- _Extract to read_

Re: ethertap/dummy (for mol) in 2.4.x -- working! I think..


Subject: Re: ethertap/dummy (for mol) in 2.4.x -- working! I think..
From: R Shapiro (rshapiro@bbn.com)
Date: Thu Feb 22 2001 - 12:30:27 MST


phl@leledy.org writes:
> > iptables -t nat -A POSTROUTING -o eth0 -s 192.168.1.0/24 -j MASQUERADE
> >
>
> I'd try
>
> iptables -t nat -A POSTROUTING -s 192.168.1.0/24 -j MASQUERADE
> as eth0 is not used but dummy0.

This was not the problem. In fact eth0 *is* where the masquerading
happens, so the original masquerading rule was ok. The problem on my
system turned out to be in forwarding, not masquerading.

- _Given exercise A_
Rewrite the paragraph of the mailing-list post that begins "This was not the problem" as one shorter sentence that keeps its main facts.
- _Given exercise B_
Answer these questions from the mailing-list post, one line each, with answers marked the same way:
(i) Who sent the message?
(ii) According to phl@leledy.org, which interface is used instead of eth0?
(iii) Where did the problem on the sender's system turn out to be?
- _Given exercise C_
Write out the part of the mailing-list post that begins at the words "Subject: Re: ethertap/dummy" and stops after "used but dummy0.".

- _Information supplied_
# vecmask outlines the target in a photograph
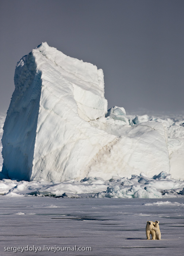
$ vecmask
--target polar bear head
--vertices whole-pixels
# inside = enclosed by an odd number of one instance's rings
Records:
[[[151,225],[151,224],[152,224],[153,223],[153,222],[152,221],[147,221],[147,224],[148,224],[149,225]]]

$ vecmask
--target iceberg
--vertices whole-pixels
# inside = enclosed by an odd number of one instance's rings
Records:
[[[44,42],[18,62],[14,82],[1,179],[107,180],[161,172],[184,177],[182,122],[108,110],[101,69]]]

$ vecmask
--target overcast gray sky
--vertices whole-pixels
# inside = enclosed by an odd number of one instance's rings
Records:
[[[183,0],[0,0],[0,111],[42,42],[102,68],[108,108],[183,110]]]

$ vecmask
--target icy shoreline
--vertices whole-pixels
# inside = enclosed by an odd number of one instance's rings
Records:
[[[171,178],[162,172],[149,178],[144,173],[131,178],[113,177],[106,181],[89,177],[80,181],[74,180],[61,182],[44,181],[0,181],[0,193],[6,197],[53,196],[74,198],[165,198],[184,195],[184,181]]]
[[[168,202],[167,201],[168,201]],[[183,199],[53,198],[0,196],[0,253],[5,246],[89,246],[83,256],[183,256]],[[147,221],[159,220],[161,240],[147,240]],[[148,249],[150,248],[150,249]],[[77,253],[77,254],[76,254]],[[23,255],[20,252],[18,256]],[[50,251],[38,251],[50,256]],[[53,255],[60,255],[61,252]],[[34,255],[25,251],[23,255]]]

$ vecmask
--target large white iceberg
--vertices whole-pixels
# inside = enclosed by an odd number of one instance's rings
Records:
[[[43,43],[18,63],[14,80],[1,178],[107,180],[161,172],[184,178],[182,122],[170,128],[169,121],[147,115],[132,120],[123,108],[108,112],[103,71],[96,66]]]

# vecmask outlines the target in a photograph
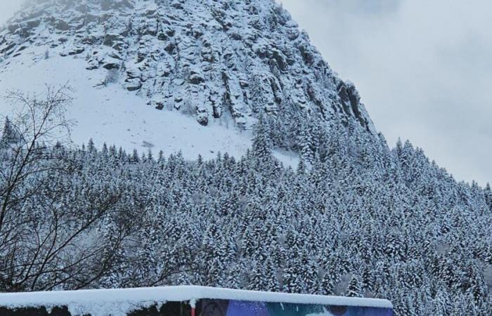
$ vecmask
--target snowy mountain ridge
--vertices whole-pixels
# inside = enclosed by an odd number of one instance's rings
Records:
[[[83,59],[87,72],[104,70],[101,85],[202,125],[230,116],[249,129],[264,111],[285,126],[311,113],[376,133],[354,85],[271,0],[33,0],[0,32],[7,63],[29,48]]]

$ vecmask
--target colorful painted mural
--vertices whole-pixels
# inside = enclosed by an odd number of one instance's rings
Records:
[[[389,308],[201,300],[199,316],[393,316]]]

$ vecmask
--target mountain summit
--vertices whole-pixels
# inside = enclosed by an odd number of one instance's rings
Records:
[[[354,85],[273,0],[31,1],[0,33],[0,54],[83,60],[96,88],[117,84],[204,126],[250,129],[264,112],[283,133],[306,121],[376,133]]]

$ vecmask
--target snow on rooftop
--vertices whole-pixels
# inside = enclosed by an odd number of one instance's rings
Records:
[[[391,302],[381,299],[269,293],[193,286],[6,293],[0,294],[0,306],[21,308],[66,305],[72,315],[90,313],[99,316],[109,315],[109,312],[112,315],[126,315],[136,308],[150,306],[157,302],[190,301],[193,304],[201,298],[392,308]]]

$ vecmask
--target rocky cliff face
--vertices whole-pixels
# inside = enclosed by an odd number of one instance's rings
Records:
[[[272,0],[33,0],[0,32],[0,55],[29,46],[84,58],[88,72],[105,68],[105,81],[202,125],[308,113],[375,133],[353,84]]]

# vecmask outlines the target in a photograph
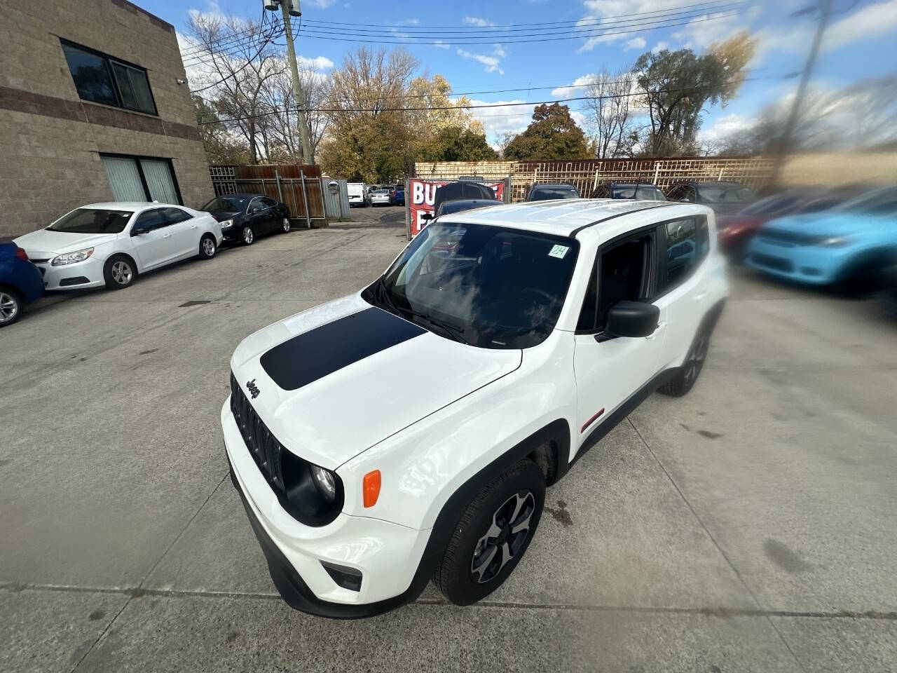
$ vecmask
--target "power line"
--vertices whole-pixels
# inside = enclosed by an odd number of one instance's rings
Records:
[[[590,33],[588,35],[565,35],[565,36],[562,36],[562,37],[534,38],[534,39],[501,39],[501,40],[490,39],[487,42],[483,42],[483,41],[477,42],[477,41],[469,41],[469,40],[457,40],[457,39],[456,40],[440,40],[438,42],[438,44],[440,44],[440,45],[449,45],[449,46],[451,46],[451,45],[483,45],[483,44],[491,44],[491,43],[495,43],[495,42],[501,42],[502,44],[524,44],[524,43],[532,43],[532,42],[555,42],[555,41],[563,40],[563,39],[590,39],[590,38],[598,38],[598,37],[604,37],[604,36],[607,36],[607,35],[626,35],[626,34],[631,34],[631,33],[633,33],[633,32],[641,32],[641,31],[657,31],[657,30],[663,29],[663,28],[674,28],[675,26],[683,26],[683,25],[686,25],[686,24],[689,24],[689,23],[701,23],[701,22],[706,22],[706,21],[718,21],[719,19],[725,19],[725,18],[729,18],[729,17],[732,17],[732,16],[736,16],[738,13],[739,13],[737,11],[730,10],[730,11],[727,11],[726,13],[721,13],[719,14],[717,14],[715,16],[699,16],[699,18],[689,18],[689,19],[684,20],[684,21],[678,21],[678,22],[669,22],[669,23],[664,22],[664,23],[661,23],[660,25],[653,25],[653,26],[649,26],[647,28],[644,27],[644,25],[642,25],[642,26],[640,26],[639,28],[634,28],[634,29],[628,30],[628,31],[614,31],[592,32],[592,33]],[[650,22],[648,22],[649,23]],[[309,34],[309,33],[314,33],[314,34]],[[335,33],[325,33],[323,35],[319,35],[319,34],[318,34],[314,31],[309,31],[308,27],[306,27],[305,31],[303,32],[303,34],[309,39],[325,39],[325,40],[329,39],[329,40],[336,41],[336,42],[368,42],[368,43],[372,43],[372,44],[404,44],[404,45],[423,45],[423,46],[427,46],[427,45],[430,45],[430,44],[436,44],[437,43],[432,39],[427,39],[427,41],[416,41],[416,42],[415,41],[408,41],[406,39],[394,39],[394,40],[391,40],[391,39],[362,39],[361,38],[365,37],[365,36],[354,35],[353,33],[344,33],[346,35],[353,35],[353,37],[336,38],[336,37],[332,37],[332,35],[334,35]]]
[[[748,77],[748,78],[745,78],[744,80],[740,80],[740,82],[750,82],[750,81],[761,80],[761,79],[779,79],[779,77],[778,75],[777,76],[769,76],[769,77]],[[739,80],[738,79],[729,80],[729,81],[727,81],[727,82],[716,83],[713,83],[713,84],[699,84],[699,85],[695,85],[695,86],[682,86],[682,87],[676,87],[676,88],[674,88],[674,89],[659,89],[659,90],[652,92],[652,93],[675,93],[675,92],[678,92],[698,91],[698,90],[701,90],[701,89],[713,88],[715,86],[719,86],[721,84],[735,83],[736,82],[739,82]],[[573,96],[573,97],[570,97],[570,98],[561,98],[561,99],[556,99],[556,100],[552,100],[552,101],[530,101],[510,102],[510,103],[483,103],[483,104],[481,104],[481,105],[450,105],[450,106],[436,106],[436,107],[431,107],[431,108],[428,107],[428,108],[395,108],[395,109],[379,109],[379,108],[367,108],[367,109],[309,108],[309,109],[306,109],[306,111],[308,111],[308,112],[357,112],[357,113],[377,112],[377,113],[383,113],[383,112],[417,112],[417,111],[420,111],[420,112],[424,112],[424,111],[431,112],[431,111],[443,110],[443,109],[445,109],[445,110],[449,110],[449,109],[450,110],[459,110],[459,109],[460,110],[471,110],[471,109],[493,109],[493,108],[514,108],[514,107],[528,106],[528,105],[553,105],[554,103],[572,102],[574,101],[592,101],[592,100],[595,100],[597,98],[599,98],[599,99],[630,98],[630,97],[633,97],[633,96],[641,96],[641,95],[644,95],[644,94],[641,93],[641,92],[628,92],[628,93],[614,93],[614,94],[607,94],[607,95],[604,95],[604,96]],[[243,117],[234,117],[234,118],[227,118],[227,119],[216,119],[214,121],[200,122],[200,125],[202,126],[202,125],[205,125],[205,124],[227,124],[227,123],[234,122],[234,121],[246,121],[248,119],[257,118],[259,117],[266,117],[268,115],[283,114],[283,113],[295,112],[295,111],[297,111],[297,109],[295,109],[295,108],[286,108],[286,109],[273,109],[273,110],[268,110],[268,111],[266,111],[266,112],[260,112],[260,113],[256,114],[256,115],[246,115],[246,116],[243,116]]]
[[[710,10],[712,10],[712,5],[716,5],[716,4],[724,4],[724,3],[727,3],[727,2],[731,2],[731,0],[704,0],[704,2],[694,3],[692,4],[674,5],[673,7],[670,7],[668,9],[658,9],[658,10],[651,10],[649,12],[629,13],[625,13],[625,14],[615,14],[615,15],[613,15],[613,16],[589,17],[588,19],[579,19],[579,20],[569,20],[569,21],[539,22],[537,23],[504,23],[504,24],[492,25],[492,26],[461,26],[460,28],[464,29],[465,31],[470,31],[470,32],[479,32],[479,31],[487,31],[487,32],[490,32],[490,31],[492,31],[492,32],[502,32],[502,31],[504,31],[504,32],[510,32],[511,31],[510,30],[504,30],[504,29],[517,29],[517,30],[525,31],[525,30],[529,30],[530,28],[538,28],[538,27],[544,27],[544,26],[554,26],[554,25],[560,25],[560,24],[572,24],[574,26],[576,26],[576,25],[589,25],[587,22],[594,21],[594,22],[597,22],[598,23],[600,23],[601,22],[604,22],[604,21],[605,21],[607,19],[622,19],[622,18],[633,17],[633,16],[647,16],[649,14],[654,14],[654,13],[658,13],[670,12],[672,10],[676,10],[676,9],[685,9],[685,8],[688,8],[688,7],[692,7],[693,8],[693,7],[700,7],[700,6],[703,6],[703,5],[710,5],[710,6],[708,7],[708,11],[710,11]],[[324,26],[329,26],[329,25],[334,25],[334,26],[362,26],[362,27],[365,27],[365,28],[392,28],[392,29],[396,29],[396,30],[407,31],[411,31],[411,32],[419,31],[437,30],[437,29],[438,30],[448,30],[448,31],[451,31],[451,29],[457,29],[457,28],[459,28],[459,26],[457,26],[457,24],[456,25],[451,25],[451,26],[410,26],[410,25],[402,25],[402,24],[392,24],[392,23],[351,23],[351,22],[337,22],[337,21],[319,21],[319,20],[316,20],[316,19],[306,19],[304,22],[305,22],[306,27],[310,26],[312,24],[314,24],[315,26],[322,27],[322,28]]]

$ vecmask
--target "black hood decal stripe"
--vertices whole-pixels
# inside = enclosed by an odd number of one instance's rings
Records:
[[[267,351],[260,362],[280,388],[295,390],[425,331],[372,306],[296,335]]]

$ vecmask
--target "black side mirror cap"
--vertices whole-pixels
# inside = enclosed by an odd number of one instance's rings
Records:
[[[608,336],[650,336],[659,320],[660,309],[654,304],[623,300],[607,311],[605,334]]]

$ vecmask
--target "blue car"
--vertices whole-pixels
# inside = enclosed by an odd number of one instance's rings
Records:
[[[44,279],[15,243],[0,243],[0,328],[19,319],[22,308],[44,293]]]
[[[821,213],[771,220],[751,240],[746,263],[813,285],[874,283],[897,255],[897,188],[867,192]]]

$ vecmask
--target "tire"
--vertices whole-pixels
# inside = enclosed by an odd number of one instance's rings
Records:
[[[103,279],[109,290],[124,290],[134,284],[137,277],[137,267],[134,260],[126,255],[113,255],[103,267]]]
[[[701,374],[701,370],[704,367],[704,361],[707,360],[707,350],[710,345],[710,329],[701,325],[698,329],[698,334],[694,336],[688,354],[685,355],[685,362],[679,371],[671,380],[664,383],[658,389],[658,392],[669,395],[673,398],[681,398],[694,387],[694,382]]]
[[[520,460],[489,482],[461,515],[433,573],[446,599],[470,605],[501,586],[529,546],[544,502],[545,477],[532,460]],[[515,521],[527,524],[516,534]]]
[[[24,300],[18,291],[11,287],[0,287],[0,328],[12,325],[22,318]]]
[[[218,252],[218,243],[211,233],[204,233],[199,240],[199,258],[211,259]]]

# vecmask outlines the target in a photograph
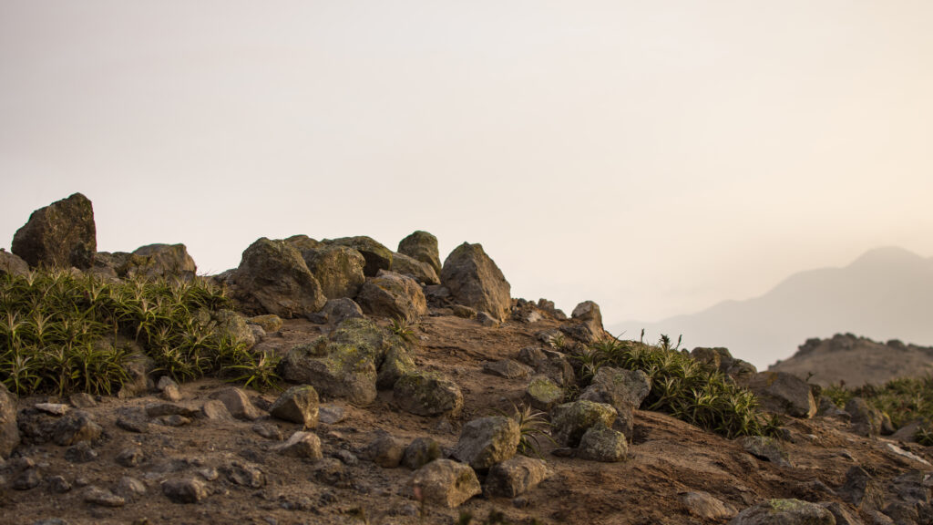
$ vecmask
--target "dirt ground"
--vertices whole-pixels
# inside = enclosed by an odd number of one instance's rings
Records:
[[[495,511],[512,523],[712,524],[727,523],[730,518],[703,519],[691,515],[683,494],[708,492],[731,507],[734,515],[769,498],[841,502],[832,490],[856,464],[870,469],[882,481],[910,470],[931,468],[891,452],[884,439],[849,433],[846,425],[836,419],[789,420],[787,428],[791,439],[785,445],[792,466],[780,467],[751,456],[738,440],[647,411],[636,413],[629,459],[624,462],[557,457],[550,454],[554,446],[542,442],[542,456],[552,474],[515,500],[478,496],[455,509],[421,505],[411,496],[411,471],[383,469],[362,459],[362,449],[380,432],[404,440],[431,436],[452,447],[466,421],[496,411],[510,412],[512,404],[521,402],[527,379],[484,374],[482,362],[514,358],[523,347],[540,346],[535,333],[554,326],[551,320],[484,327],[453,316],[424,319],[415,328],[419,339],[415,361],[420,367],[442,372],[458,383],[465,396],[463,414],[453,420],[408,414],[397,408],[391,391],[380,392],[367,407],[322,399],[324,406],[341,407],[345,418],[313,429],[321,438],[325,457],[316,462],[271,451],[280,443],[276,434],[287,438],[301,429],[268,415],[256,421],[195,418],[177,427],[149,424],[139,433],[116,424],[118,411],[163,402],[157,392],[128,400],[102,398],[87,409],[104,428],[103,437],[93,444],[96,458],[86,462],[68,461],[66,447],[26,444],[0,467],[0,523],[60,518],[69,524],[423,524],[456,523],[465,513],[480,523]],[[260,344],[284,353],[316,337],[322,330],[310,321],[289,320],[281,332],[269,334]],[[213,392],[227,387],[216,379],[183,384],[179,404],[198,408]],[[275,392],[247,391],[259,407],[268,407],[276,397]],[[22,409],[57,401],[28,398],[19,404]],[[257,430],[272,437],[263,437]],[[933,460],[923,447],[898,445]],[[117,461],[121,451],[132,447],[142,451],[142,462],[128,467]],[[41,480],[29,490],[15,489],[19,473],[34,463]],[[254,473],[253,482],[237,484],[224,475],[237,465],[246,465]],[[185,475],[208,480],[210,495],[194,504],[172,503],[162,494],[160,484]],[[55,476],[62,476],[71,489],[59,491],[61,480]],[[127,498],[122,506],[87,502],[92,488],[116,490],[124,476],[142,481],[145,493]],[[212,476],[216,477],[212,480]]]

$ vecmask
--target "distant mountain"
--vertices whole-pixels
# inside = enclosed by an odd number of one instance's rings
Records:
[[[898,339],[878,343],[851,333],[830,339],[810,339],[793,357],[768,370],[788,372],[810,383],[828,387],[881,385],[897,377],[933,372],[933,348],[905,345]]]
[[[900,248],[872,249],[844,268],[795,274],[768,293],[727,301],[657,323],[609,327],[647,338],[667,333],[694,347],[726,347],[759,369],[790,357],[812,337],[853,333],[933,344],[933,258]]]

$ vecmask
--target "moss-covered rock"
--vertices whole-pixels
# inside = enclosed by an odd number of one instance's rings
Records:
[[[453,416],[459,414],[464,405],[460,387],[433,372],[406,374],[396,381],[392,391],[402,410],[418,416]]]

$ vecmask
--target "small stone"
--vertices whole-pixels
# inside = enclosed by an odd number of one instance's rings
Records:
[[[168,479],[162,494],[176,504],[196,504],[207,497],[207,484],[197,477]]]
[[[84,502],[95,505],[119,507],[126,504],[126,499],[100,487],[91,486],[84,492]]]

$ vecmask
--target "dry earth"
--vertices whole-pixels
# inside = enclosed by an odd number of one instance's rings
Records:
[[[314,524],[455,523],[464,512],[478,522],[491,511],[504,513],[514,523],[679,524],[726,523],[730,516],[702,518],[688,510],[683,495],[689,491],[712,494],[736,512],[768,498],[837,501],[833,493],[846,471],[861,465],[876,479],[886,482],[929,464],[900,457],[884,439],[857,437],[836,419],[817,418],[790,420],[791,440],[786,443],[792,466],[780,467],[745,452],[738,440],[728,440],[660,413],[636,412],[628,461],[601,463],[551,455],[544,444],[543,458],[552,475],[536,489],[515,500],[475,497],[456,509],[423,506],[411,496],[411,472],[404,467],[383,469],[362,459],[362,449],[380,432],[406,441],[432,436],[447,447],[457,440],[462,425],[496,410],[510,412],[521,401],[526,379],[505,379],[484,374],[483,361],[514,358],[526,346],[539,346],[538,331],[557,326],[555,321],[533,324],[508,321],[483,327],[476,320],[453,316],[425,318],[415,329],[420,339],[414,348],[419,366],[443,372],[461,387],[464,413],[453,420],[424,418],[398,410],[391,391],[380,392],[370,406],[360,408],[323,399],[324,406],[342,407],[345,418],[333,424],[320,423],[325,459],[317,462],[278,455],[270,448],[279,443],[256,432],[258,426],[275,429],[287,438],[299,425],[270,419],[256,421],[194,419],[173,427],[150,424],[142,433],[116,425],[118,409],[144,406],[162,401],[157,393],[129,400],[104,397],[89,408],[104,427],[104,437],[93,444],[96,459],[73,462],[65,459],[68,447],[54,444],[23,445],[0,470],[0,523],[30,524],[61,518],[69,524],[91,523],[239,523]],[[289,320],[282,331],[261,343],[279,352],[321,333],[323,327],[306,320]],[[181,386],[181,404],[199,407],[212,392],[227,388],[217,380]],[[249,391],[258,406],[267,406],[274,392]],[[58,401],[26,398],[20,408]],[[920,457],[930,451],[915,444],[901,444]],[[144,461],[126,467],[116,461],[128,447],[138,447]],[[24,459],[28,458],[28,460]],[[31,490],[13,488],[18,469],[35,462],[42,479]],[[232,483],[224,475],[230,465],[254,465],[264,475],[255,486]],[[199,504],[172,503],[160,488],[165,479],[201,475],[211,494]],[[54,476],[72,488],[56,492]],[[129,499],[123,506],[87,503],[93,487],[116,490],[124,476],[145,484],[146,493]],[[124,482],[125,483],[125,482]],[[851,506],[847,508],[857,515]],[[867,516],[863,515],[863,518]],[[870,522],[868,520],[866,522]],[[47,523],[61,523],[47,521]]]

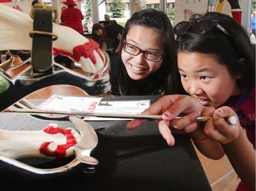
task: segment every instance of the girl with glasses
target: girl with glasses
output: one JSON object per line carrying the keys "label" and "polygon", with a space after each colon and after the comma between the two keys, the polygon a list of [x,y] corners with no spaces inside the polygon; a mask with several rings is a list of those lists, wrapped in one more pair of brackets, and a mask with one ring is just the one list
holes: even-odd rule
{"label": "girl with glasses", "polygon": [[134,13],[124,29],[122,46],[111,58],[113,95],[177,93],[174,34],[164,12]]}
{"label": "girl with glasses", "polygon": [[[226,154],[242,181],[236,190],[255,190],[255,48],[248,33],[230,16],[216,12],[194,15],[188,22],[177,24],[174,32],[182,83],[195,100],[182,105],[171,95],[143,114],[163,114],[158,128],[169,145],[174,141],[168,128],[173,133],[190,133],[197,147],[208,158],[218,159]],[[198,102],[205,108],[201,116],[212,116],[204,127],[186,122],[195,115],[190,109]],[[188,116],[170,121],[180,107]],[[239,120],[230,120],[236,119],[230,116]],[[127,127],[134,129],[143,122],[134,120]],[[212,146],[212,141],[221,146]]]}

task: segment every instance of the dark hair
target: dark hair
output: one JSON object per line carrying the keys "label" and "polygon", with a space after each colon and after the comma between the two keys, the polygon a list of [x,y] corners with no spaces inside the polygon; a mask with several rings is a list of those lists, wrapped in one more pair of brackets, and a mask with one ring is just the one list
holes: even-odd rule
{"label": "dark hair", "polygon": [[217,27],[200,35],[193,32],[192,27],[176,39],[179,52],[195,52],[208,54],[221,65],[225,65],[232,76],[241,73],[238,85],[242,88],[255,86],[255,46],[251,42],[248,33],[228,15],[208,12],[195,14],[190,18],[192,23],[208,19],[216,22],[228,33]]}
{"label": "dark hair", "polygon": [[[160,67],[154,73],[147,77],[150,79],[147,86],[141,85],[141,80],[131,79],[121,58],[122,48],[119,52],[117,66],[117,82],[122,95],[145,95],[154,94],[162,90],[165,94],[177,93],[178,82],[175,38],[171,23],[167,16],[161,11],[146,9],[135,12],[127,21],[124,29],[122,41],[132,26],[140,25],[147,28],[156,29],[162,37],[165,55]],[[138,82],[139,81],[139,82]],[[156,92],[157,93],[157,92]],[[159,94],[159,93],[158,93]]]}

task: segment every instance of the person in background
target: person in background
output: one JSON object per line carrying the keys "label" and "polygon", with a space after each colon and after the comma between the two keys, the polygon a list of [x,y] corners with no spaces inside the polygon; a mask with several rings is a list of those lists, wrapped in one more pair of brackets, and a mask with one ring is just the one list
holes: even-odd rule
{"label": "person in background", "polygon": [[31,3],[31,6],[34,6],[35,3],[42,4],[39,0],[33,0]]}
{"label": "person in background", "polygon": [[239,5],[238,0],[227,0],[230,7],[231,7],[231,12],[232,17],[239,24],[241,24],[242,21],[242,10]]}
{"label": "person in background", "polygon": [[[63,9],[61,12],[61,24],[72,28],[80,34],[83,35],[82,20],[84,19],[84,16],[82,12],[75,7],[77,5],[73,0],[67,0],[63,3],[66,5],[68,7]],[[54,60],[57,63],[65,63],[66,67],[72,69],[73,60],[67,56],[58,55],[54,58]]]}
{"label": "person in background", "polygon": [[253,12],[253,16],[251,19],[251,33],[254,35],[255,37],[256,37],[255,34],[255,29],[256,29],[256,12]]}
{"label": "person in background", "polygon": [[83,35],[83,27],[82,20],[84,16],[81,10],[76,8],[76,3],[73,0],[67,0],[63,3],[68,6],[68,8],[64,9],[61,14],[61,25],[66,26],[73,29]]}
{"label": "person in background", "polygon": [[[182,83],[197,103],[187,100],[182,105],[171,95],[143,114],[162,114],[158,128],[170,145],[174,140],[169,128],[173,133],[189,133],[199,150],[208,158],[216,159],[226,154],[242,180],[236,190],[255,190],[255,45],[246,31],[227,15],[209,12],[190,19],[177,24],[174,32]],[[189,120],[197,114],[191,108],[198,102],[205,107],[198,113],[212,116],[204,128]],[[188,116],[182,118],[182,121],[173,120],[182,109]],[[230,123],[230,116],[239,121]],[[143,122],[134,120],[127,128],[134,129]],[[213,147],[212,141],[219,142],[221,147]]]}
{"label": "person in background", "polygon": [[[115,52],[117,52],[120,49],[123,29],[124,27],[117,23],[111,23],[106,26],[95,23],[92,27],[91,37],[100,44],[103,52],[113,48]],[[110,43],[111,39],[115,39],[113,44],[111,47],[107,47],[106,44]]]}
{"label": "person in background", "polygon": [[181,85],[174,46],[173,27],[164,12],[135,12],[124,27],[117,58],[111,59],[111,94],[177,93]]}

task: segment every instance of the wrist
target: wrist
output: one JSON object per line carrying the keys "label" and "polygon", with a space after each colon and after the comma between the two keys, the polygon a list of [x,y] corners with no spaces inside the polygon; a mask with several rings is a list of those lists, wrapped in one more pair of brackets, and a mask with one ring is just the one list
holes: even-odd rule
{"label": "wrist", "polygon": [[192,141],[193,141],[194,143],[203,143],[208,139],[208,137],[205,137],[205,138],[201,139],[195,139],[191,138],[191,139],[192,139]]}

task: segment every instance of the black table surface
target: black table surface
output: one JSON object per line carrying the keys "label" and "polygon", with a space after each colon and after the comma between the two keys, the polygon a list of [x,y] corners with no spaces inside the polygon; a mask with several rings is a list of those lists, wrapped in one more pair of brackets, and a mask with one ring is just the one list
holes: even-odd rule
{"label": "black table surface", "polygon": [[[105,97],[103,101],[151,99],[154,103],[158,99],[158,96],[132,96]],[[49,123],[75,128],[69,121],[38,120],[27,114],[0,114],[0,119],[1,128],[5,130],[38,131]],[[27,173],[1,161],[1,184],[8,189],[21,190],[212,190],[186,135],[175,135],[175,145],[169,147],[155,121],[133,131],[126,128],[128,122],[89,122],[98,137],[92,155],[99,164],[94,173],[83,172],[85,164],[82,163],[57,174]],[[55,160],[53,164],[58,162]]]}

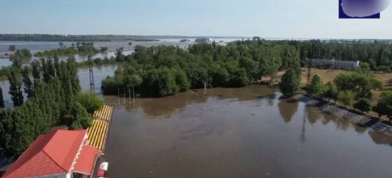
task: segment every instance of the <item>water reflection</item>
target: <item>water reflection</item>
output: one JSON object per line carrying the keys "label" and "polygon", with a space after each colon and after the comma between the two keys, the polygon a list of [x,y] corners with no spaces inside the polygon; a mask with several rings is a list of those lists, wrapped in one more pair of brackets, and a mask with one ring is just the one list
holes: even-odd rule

- _Correct result A_
The original masquerading rule was fine because masquerading does happen on eth0; the real problem was in forwarding.

- _Correct result B_
(i) R Shapiro (rshapiro@bbn.com)
(ii) dummy0
(iii) In forwarding, not masquerading

- _Correct result C_
Subject: Re: ethertap/dummy (for mol) in 2.4.x -- working! I think..
From: R Shapiro (rshapiro@bbn.com)
Date: Thu Feb 22 2001 - 12:30:27 MST


phl@leledy.org writes:
> > iptables -t nat -A POSTROUTING -o eth0 -s 192.168.1.0/24 -j MASQUERADE
> >
>
> I'd try
>
> iptables -t nat -A POSTROUTING -s 192.168.1.0/24 -j MASQUERADE
> as eth0 is not used but dummy0.